§ About this exercise
Report each line of the data that includes the word "white".
-=-=-=-=-
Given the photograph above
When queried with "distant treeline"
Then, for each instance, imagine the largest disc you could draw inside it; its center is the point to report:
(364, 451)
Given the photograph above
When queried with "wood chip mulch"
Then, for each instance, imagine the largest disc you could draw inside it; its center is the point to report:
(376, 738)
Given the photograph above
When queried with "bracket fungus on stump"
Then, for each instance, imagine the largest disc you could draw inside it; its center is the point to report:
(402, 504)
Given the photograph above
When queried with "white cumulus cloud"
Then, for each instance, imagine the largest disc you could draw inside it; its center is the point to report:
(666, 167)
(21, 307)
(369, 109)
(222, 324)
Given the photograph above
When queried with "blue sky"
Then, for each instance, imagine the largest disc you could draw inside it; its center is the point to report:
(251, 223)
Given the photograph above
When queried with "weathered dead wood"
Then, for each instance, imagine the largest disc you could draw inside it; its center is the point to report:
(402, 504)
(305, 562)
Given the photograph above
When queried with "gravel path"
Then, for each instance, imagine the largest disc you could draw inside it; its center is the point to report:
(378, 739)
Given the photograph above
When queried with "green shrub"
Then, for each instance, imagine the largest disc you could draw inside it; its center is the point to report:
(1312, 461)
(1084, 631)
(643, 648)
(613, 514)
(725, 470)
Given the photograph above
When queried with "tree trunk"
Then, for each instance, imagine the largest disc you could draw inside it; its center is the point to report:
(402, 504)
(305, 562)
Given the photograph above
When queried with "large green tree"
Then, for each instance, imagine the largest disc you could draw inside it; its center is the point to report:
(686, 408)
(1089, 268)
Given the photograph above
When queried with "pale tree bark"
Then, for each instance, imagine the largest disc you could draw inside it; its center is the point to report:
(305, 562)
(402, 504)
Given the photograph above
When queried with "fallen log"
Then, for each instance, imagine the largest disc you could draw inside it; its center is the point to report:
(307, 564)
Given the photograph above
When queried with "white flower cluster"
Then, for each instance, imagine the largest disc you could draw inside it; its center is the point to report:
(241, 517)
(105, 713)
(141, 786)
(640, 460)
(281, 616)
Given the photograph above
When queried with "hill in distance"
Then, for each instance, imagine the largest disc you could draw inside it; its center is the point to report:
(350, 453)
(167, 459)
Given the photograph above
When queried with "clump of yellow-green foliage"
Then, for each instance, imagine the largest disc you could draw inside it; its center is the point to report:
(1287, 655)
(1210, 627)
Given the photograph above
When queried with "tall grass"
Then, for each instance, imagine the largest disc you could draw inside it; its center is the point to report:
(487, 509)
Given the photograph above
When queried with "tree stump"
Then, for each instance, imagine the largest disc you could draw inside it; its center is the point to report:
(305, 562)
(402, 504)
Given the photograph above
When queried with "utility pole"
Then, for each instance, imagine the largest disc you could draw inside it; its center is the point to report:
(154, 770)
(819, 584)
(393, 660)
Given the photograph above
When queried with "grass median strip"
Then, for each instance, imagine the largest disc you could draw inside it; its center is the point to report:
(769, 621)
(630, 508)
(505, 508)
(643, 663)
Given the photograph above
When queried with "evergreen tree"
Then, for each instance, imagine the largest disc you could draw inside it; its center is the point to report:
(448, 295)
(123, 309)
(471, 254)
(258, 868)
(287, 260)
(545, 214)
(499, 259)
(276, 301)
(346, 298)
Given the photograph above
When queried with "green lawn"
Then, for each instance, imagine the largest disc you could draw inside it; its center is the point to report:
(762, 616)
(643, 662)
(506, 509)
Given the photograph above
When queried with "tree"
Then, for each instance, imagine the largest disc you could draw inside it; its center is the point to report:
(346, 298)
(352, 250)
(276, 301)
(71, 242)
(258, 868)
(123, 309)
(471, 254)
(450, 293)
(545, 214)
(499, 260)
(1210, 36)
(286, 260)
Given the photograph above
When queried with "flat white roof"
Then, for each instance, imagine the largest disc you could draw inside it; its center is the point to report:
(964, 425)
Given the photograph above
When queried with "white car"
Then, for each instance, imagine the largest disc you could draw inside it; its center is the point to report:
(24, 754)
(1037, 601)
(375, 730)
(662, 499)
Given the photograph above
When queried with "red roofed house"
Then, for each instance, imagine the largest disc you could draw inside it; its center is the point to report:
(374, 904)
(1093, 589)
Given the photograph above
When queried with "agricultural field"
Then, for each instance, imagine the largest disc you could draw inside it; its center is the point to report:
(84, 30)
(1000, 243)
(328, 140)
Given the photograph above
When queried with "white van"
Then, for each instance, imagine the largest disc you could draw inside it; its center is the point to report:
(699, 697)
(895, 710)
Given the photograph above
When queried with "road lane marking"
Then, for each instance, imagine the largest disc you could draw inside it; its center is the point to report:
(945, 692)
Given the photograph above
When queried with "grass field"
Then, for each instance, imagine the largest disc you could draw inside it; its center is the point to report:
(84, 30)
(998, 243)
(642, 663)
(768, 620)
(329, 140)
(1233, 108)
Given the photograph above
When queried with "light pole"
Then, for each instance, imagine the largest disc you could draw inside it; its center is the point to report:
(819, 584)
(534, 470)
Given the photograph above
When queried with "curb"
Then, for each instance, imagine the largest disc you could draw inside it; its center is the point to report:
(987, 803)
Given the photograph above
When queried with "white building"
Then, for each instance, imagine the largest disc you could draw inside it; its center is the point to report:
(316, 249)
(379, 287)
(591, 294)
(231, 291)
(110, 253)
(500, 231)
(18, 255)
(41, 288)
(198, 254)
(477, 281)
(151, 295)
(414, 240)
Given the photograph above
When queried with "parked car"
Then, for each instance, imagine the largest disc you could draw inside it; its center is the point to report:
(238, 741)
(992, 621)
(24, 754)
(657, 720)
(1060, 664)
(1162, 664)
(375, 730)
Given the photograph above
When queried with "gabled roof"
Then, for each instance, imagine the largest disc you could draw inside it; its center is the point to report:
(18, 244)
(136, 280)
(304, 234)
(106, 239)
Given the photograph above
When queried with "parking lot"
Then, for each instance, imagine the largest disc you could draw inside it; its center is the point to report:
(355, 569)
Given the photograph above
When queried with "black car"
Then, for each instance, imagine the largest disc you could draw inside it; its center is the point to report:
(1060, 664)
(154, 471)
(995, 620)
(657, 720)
-=-=-=-=-
§ Answer area
When queried with "white cumulus cloud"
When queried with "white flower cluster"
When queried with "flat white roof"
When queried with "white car"
When queried with "white van"
When queried with "white building"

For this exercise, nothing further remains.